Genuphobia: The Truth About The Fear Of Knees

Per the Anxiety & Depression Association of America, phobias affect 19 million adults in the United States alone — about 8.7% of the population. A phobia is defined as “an excessive, irrational and overwhelming fear of something that in reality poses little or no threat” by the American Psychiatric Association, as reported by Healthgrades. Most people are familiar with more common phobias such as acrophobia (fear of heights), arachnophobia (fear of spiders), and a host of food phobias, but have you heard of genuphobia — the fear of knees? It’s very real, and those who suffer from it are probably bracing themselves as the weather gets warmer and more people start baring their legs in public. What could cause such a condition?

Experts think that like most phobias, genetic and environmental influences are responsible. Someone with genuphobia may have suffered a traumatic knee injury or mental or emotional trauma involving knees, and their amygdala — the part of the brain that processes fearful or threatening stimuli — reminds the person of the emotions felt when trauma occurred. Verywell Mind notes that some cases of genuphobia can be traced to a very religious or socially conservative upbringing that mandated severe clothing that covered the knees, or perhaps required kneeling in prayer. Someone who “no longer practice[s] a conservative religion or live in a conservative culture” could “find themselves stuck, unable to overcome years of religious or cultural training,” which can play out in a phobia.

Weak in the knees?

As with all phobias, there doesn’t have to be an underlying reason for genuphobia; in fact, according to Healthgrades, most people can’t link their phobia to a specific event. Furthermore, people with phobias often have a relative with the same or similar phobia, which has led experts to consider whether there is a genetic aspect to phobias, making some people more prone to them than others. Of course, another possibility is that people learn, rather than inherit, phobic behavior from a relative, so it’s hard to determine what is nature and what is nurture in this situation. Phobias can be treated via cognitive behavioral therapy, which allows patients to identity and change thoughts, emotions, and behaviors; exposure therapy, in which the patient experiences controlled situations and learns anxiety reduction techniques; and traditional talk therapy.

In 2009, The Mirror interviewed a woman with such severe genuphobia that it had negatively affected her life in a myriad of ways. Starting at the age of 15, Stephanie Cockerill couldn’t even look at a knee without having a violent reaction, reporting, “I can’t look, touch or feel knees as it starts to make me feel sick, I start shaking and sometimes end up having panic attacks. I hate the way knees feel and my worst nightmare would be if someone else’s knee touched mine.” As a result, Cockerill avoided swimming pools, kneeling down, and shaving, noting she was more afraid of her own knees than those of anyone else.
------------------------------
- [What to produce]: Can you print the stretch of the passage on genuphobia from "Genuphobia: The Truth" through "such a condition?", word for word? Work only from the passage on genuphobia.
------------------------------
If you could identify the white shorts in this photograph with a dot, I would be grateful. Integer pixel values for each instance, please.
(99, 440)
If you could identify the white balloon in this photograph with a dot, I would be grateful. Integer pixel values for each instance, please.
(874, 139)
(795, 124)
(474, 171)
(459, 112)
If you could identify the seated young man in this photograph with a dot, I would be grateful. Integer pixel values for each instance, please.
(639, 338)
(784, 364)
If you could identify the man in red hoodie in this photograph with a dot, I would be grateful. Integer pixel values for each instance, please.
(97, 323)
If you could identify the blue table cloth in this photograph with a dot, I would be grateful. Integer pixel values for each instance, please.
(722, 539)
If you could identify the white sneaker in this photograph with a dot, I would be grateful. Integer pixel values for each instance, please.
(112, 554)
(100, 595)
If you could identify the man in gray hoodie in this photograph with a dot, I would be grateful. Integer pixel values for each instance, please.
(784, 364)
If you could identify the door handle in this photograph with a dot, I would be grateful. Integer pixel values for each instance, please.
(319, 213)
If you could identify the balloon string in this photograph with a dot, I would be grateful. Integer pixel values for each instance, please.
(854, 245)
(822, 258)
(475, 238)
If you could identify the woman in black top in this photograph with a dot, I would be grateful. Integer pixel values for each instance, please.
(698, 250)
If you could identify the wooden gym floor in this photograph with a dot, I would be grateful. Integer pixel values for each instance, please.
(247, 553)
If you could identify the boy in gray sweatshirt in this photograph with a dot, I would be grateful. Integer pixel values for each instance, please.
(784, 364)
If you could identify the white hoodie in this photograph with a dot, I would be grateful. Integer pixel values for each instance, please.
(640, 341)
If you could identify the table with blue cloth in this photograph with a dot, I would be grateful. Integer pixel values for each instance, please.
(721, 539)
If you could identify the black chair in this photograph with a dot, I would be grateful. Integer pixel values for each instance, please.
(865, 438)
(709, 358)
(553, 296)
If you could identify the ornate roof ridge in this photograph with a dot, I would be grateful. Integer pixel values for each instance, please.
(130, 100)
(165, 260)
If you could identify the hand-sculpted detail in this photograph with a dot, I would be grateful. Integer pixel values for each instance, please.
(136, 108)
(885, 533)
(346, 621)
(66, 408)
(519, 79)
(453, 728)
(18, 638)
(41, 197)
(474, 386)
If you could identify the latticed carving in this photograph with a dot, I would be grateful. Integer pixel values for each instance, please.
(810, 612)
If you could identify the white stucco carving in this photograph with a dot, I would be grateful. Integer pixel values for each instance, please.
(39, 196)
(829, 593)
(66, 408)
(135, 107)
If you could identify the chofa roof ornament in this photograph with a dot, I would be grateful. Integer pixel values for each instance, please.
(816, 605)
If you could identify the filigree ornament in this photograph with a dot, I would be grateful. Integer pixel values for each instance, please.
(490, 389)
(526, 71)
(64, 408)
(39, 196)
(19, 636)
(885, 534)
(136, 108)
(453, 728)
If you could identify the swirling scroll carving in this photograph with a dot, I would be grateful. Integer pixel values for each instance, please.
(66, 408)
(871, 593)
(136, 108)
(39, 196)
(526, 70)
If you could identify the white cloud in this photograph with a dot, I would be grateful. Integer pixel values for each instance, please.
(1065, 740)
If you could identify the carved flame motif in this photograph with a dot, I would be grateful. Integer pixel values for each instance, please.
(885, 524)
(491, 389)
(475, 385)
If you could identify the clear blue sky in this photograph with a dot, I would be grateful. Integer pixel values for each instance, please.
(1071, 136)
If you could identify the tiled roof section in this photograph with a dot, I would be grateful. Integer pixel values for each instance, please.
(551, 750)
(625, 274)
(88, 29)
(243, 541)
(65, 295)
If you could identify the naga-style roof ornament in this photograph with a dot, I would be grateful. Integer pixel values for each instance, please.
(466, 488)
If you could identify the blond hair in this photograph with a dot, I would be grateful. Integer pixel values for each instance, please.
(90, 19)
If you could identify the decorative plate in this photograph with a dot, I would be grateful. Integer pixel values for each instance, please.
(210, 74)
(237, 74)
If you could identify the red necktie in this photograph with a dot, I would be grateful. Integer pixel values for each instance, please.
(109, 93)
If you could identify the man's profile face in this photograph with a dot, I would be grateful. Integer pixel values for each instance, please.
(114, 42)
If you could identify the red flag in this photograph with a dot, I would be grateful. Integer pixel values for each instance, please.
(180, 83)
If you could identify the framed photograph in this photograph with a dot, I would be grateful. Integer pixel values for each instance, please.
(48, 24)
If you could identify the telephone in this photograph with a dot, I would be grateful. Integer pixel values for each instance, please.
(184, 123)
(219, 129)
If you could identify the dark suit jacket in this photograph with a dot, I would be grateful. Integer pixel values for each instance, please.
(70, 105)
------------------------------
- [Solution to the exercise]:
Genuphobia: The Truth About The Fear Of Knees

Per the Anxiety & Depression Association of America, phobias affect 19 million adults in the United States alone — about 8.7% of the population. A phobia is defined as “an excessive, irrational and overwhelming fear of something that in reality poses little or no threat” by the American Psychiatric Association, as reported by Healthgrades. Most people are familiar with more common phobias such as acrophobia (fear of heights), arachnophobia (fear of spiders), and a host of food phobias, but have you heard of genuphobia — the fear of knees? It’s very real, and those who suffer from it are probably bracing themselves as the weather gets warmer and more people start baring their legs in public. What could cause such a condition?